##### RAW DATA #####

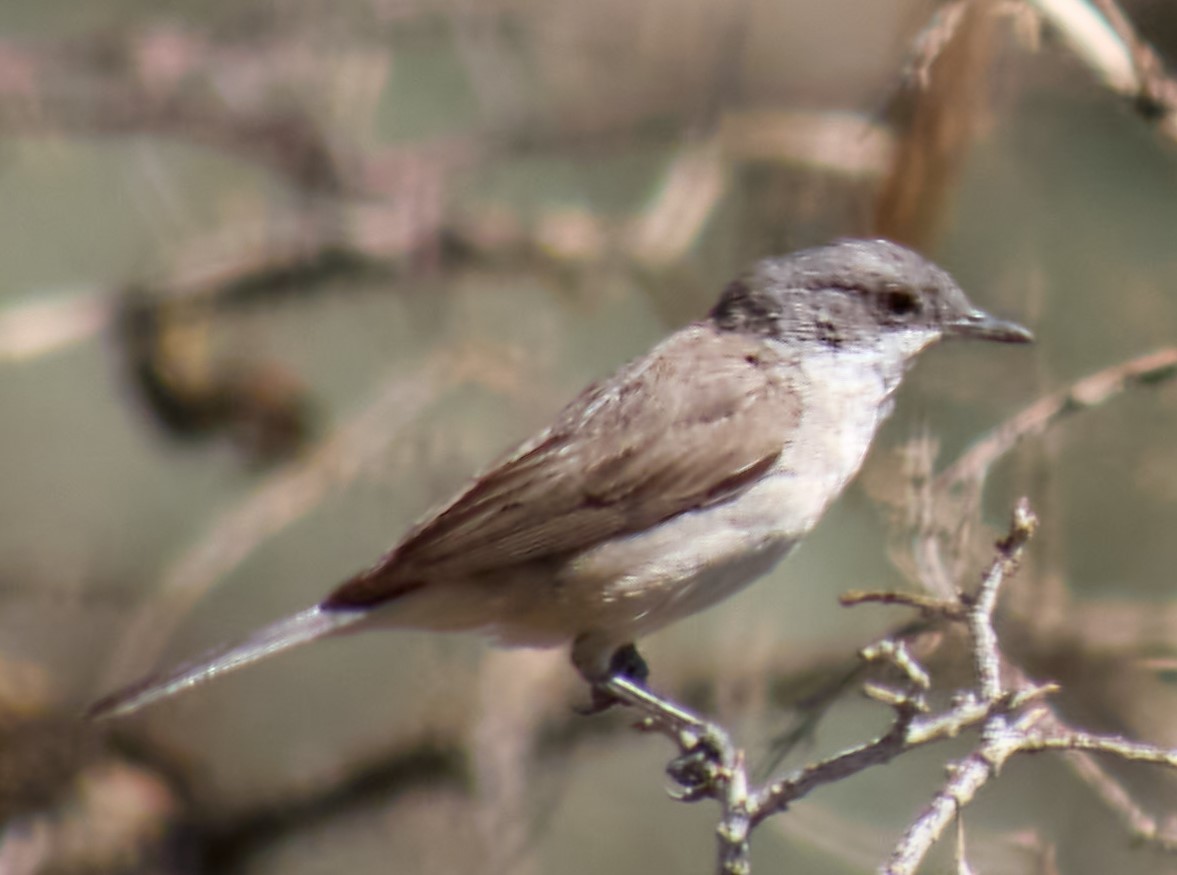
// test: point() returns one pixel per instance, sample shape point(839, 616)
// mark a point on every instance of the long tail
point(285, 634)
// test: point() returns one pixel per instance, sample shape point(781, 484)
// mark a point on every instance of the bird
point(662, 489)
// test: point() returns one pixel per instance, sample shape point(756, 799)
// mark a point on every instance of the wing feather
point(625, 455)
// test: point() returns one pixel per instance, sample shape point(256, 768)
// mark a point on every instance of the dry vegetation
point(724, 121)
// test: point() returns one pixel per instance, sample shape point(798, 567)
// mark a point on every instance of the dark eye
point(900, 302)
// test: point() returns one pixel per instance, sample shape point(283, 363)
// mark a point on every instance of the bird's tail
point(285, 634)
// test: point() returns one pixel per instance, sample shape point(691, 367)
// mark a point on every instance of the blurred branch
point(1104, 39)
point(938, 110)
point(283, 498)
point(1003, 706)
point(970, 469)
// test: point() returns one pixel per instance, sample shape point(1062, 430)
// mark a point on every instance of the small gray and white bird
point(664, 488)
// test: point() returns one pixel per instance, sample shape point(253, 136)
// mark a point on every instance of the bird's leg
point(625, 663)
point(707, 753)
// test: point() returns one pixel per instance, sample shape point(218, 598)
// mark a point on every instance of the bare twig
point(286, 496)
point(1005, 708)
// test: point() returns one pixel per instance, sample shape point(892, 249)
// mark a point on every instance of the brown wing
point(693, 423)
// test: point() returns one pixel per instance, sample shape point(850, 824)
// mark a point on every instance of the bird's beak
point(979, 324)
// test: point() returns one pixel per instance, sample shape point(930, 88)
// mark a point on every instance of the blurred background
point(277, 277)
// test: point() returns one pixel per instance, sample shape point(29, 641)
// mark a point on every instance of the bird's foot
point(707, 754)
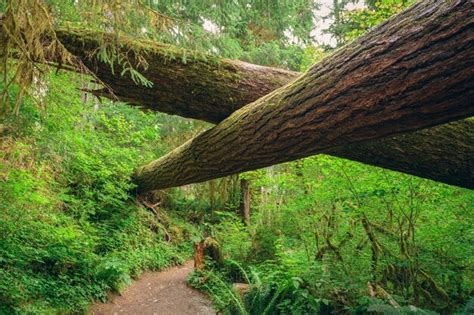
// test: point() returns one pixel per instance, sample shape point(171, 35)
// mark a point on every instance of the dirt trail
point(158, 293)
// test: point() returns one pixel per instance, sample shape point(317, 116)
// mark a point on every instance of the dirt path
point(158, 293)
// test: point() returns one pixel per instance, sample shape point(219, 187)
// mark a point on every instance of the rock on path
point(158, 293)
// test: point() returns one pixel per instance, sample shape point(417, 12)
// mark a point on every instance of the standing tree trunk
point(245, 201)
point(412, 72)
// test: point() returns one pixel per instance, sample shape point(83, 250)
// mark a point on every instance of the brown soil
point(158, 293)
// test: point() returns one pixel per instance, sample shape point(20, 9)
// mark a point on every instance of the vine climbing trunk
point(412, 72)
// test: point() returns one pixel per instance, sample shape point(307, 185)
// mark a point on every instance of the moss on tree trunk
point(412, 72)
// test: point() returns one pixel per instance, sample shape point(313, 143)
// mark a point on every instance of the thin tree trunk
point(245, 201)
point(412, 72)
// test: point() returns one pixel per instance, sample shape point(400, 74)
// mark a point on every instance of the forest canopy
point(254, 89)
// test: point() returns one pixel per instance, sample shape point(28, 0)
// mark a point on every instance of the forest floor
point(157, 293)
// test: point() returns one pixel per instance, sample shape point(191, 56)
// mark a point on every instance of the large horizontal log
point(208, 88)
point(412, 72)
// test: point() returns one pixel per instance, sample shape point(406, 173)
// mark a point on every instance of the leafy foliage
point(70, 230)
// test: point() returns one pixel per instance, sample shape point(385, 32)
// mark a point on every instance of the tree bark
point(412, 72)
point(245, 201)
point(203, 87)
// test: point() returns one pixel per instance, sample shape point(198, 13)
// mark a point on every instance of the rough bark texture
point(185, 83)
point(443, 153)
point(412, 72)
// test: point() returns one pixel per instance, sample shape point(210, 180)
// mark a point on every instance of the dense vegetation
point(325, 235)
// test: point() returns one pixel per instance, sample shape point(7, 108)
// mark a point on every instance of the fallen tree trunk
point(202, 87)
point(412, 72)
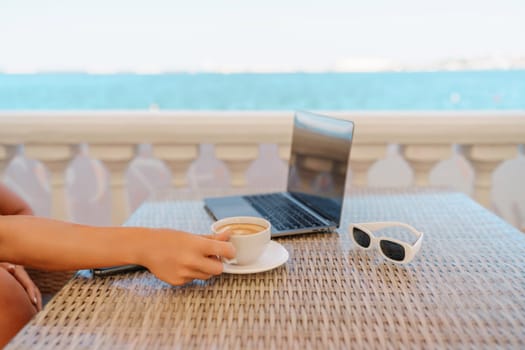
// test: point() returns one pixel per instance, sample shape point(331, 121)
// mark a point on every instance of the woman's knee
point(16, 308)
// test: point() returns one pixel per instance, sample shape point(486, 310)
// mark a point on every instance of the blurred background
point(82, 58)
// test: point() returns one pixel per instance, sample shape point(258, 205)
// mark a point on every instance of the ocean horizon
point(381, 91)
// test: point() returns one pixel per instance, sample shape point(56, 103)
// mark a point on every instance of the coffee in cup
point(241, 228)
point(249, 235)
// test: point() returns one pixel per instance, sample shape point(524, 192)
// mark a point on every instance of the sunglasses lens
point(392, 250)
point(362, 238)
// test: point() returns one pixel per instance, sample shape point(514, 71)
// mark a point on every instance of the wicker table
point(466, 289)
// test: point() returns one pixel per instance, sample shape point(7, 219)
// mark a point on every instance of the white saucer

#####

◆ WHAT IS NEEDED
Copy everything from the line containing "shape point(7, 108)" down to the line containing "point(16, 308)", both included, keeping the requests unchanged but multiplying each answer point's coordinates by 1.8 and rounding to whole numbers, with halves rounded up. Leave the picture out of your answer.

◆ EXERCISE SOLUTION
// test: point() returns one pixel per instance, sample shape point(7, 108)
// mark a point on every instance of the fallen tree trunk
point(364, 157)
point(742, 130)
// test: point() returns one pixel per instance, sample shape point(331, 121)
// mark a point on every instance of the woman's knee
point(29, 554)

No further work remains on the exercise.